──────── EXTRACTED TEXT ────────

I would avoid anything like this. If I wanted low effort real estate exposure, I'd buy a basket of REITs like XRE or ZRE.


----------



## Just a Guy (Mar 27, 2012)

James, the thing that makes me wonder about reits is, despite the use of leverage, their returns are pretty small. I still wonder where all the money goes or how incompetent management is.

In this market, reits are forced to overpay for properties because they have to. They have to increase their holdings to supply their shareholders, they can't find the true bargains, or the ones which will cash flow long term. Many companies will cut corners on maintenance to maximize profits (I've got many tenants who come from reit run properties who are full of stories). 

Of course, if the market stays hot, and interest rates stay low, the Reits are going to do fine, but in a correction I'd bet they get slaughtered.

An individual has the opportunity to find the bargains, to change strategy to reflect the changing market, to know he real numbers. It wouldn't surprise me in the least if some of these respectable reits also housed shady practices, there's just too much money involved and the numbers often don't make sense to me from my experience in real estate.


----------



## JackJac (Mar 13, 2017)

Of course I would conduct due diligence and actually go out and physically inspect the property before buying. In terms of scams, The Simple Investor seems quite legit, and the properties seem fair. The other two links are a bit more questionable, although I too was unable to dig up anything incriminating. 

I know I'm not getting the lions share of the profits with an endeavor like this but it seems like a decent move all around. My major worry would be the depreciating nature of these assets and how that would reflect in the maintenance fees. Aside from that, I don't see too many red flags with the whole deal.


----------



## Just a Guy (Mar 27, 2012)

Scams usually don't show signs of fraud until they collapse. All you can do is look for the characteristics of scams. 

Of course, it's your money, feel free to spend it how you like.


----------

────────

(EXERCISES TO COMPLETE):
1. In the forum thread, which REIT baskets does the first post name as a low-effort way to get real estate exposure?
2. Rescale the entries starting with the line containing "like [302, 8]." and going on through the last line of the entries, both ends included. Reproduce only those lines in full, multiplying each point coordinate in the answers by 2.25 and rounding to whole numbers (halves round up), and change nothing else.
This forum thread and the entries have separate, unrelated sources.

──────── DATA SHOWN ────────

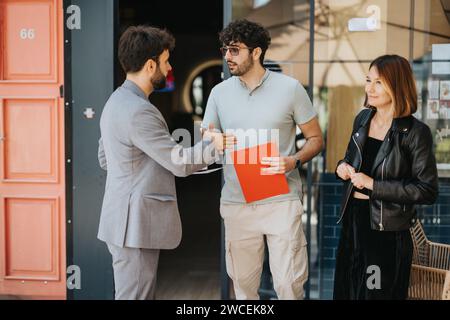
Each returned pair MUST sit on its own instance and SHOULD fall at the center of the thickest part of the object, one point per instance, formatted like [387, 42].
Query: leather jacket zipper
[359, 168]
[382, 178]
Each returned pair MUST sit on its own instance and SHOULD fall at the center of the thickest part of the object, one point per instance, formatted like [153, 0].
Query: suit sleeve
[101, 155]
[149, 133]
[347, 152]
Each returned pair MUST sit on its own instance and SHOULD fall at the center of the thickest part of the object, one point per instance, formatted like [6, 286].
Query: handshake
[222, 141]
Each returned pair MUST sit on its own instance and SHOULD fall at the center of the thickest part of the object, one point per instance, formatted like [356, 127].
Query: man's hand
[361, 181]
[344, 171]
[221, 141]
[277, 165]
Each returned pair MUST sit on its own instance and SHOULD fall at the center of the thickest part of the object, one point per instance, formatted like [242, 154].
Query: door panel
[32, 161]
[29, 46]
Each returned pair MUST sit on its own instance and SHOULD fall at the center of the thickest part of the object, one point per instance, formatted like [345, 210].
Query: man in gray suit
[139, 213]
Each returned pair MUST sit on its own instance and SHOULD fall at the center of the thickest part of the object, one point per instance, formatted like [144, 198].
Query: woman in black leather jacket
[389, 167]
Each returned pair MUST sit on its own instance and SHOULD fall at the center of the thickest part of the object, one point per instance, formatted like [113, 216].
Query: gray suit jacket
[141, 158]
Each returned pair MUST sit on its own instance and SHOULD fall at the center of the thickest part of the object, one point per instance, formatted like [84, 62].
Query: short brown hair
[138, 44]
[397, 75]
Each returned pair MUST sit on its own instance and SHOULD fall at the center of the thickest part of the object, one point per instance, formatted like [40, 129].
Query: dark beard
[159, 80]
[243, 68]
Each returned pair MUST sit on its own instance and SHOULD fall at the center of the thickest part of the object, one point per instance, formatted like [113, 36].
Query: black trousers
[370, 264]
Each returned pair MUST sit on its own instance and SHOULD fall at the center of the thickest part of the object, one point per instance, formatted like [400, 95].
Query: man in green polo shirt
[256, 100]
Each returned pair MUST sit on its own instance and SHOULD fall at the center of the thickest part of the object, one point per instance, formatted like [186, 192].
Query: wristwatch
[298, 163]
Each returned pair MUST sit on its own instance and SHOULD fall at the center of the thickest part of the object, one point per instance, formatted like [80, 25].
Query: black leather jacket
[404, 171]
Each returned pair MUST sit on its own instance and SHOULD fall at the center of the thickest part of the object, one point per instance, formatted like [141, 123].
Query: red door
[32, 165]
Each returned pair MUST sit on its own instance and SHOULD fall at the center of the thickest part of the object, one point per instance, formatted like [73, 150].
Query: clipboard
[247, 163]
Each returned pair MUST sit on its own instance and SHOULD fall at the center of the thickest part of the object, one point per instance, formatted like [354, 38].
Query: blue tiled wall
[435, 218]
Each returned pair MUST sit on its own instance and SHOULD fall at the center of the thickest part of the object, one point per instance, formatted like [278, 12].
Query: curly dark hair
[138, 44]
[252, 34]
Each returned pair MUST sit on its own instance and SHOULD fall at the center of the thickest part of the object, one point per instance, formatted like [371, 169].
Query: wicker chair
[430, 272]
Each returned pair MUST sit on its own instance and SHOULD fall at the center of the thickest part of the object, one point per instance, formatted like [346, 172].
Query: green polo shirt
[279, 102]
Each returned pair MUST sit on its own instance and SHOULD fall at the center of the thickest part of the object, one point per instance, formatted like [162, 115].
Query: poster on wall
[444, 110]
[418, 113]
[445, 90]
[443, 147]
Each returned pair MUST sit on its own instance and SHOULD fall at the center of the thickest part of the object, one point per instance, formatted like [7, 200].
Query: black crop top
[369, 154]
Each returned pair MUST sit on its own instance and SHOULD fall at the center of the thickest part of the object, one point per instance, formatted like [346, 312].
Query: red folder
[255, 186]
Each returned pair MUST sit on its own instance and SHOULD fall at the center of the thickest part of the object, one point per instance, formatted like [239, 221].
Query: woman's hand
[344, 171]
[222, 141]
[361, 181]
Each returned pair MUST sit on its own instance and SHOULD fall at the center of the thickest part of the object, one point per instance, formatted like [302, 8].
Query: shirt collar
[263, 79]
[133, 87]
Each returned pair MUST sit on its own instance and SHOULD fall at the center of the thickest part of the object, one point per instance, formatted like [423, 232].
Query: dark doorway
[192, 271]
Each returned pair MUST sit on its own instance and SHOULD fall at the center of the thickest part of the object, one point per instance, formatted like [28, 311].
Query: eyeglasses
[234, 51]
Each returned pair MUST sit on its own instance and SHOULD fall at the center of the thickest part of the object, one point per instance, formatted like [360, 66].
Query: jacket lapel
[399, 126]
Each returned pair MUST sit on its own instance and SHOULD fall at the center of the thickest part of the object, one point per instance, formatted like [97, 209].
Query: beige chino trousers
[245, 228]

────────

(WRITTEN RESPONSES):
1. XRE or ZRE.

2.
Each returned pair MUST sit on its own instance and SHOULD fall at the center of the thickest part of the object, one point per instance, formatted like [302, 8].
Query: shirt collar
[592, 178]
[299, 196]
Each returned pair MUST sit on its own instance and SHOULD fall at the center of the thickest part of the object, one point per instance, formatted like [423, 232].
Query: dark doorway
[432, 610]
Each returned pair MUST sit on its own instance and SHOULD fall at the center of the thickest part of the object, one point per instance, formatted like [28, 311].
Query: eyeglasses
[527, 115]
Each returned pair MUST sit on its own instance and SHOULD fall at the center of the thickest part of the object, one point per instance, formatted like [360, 66].
Query: jacket lapel
[898, 284]
Each returned pair MUST sit on its own instance and SHOULD fall at the center of the thickest part of the object, one point per instance, formatted like [97, 209].
Query: beige chino trousers
[551, 513]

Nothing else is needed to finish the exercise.